On a different note, any suggestions on how to mount the broms and orchids once they arrive?


----------



## Frogtofall (Feb 16, 2006)

I've used 2 methods to mount broms to wood. Orchids I have not mounted on wood yet.

As far as the broms, one method is the good ol' clear fishing line method where you wrap the line around the brom base and the wood and then cover it up with moss.

Another method is to drill a hole into the wood with a little dremel (it don't take much) and if the brom has bit of the stolon left on it (the little tip on the bottom where it grew off the parent) you can shove that into the hole. Then in a couple of weeks, it'll grow holder roots and attach itself.

I know some people try hot glue, but the weight of a brom might be a bit too much unless its a small species like, N. midget, N. "chiquita linda" or N. dungsiana.


----------



## Tadpole4 (Mar 16, 2006)

I got the cork bark and plants from T and C today  Its like Christmas when you get new stuff in the mail :lol: 

I spent lots of time cutting the cork bark to get it all to fit in the back, its a pretty tight fit which is a good thing because the cork is so warped that there is no real point in even attempting to silicone it down. It doesn't touch the glass hardly at all. It looks sooooo cool!!! 8) I'm lovin it.

So my next step is to add the plants. I did try to use the silicone so I have to wait till tommorrow to add those plants. I don't want the fumes to damage the plants in any way. 

I would post pics but my batteries died on the cammera so I have to wait till they recharge. also my album is full. So how do I post more pics? :?:


----------



## Frogtofall (Feb 16, 2006)

■ Recorded information
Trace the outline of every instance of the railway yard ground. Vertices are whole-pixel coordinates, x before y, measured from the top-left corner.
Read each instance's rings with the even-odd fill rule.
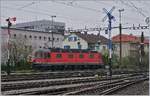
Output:
[[[111,95],[149,95],[149,81],[147,80],[128,86]]]
[[[148,95],[147,72],[42,72],[2,75],[2,95]],[[64,75],[65,74],[65,75]],[[99,73],[101,74],[101,73]],[[32,77],[32,78],[31,78]]]

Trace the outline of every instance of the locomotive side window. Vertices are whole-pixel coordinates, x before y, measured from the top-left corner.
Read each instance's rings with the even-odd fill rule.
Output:
[[[44,53],[43,55],[44,55],[44,58],[47,58],[47,53]]]
[[[61,54],[56,54],[56,58],[61,58],[62,55]]]
[[[79,58],[83,58],[84,56],[83,56],[83,54],[79,54]]]
[[[48,58],[51,58],[51,55],[50,55],[49,53],[47,53],[47,57],[48,57]]]
[[[94,54],[89,54],[89,58],[94,58]]]
[[[73,54],[69,54],[69,55],[68,55],[68,58],[73,58]]]
[[[43,53],[42,53],[42,52],[39,52],[39,54],[40,54],[40,58],[43,58]]]

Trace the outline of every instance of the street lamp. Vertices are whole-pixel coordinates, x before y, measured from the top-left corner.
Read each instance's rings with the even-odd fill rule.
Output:
[[[120,32],[120,65],[122,64],[122,24],[121,24],[121,12],[123,12],[124,9],[119,9],[119,32]]]
[[[52,30],[51,30],[51,34],[52,34],[52,48],[53,48],[53,46],[54,46],[54,36],[53,36],[53,27],[54,27],[54,24],[53,24],[53,18],[56,18],[56,16],[55,15],[53,15],[53,16],[51,16],[51,18],[52,18]]]

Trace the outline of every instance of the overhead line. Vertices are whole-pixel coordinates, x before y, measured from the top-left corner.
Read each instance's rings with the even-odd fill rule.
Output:
[[[55,2],[55,3],[58,3],[58,4],[63,4],[63,5],[66,5],[66,6],[75,7],[75,8],[85,9],[85,10],[89,10],[89,11],[101,12],[100,10],[93,9],[93,8],[88,8],[88,7],[84,7],[84,6],[80,6],[80,5],[67,4],[67,3],[64,3],[64,2],[57,2],[57,1],[52,1],[52,2]]]
[[[15,10],[20,11],[20,10],[17,9],[17,8],[12,8],[12,7],[7,7],[7,6],[3,6],[3,7],[4,7],[4,8],[15,9]],[[32,10],[25,10],[25,9],[21,9],[21,10],[22,10],[22,11],[25,11],[25,12],[32,13],[32,14],[40,14],[40,15],[46,15],[46,16],[54,15],[54,14],[48,14],[48,13],[44,13],[44,12],[36,12],[36,11],[32,11]],[[56,14],[56,13],[55,13],[55,14]],[[87,22],[87,21],[82,21],[82,20],[77,20],[77,19],[75,20],[75,19],[72,19],[72,18],[66,17],[66,16],[60,16],[60,15],[58,15],[58,14],[57,14],[57,16],[60,17],[60,18],[70,19],[70,20],[72,20],[72,21],[79,21],[79,22],[83,22],[83,23]]]

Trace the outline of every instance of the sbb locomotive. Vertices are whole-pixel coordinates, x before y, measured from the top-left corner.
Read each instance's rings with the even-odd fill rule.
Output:
[[[77,70],[103,68],[102,55],[79,49],[40,49],[33,52],[32,68],[40,70]]]

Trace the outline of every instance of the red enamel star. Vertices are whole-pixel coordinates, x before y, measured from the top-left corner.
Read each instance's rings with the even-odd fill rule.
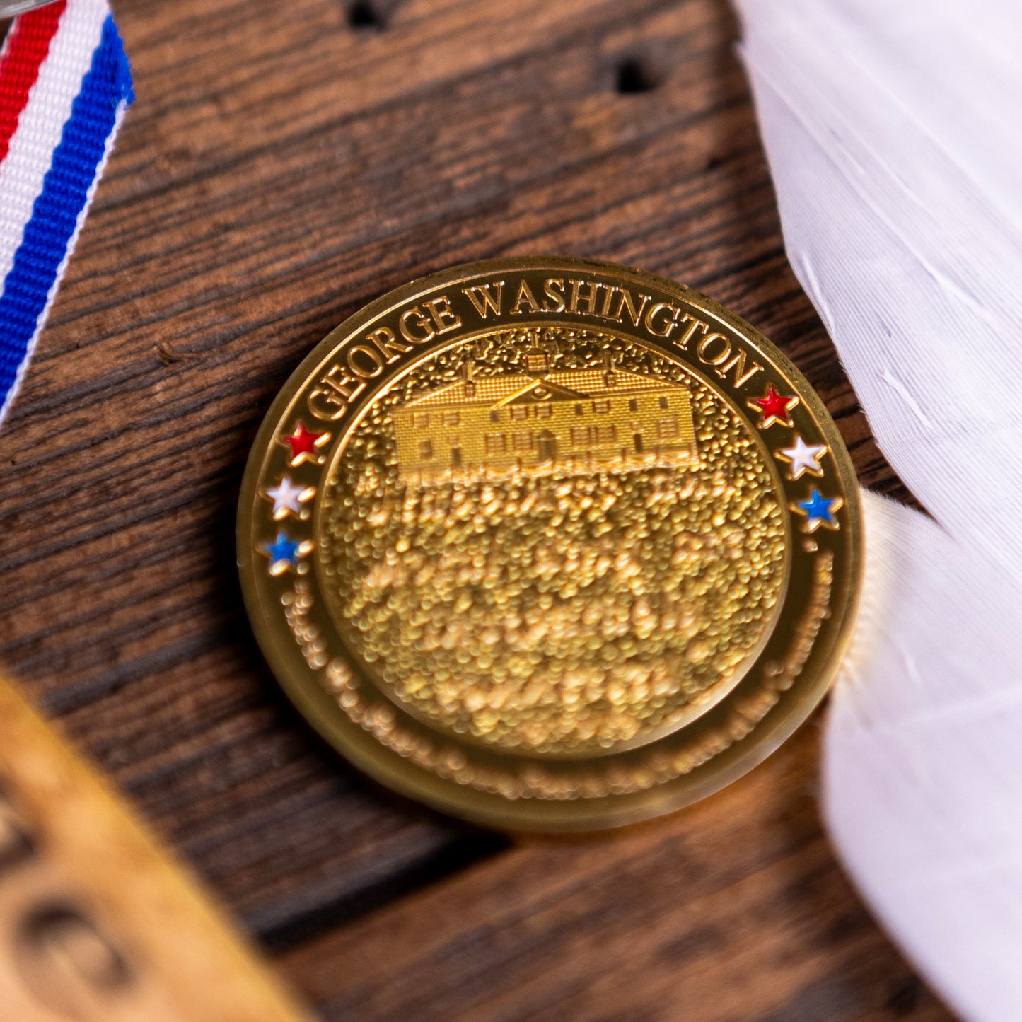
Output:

■ Complete the following
(a) Redo part of the broms thread: begin at the words "As far as the" and stop after "and attach itself.". Put "nylon thread" wherever "fishing line" appears.
(b) In the thread on mounting broms, which small species does Frogtofall name as light enough for hot glue?

■ Task results
(a)
As far as the broms, one method is the good ol' clear nylon thread method where you wrap the line around the brom base and the wood and then cover it up with moss.

Another method is to drill a hole into the wood with a little dremel (it don't take much) and if the brom has bit of the stolon left on it (the little tip on the bottom where it grew off the parent) you can shove that into the hole. Then in a couple of weeks, it'll grow holder roots and attach itself.

(b) N. midget, N. "chiquita linda" and N. dungsiana.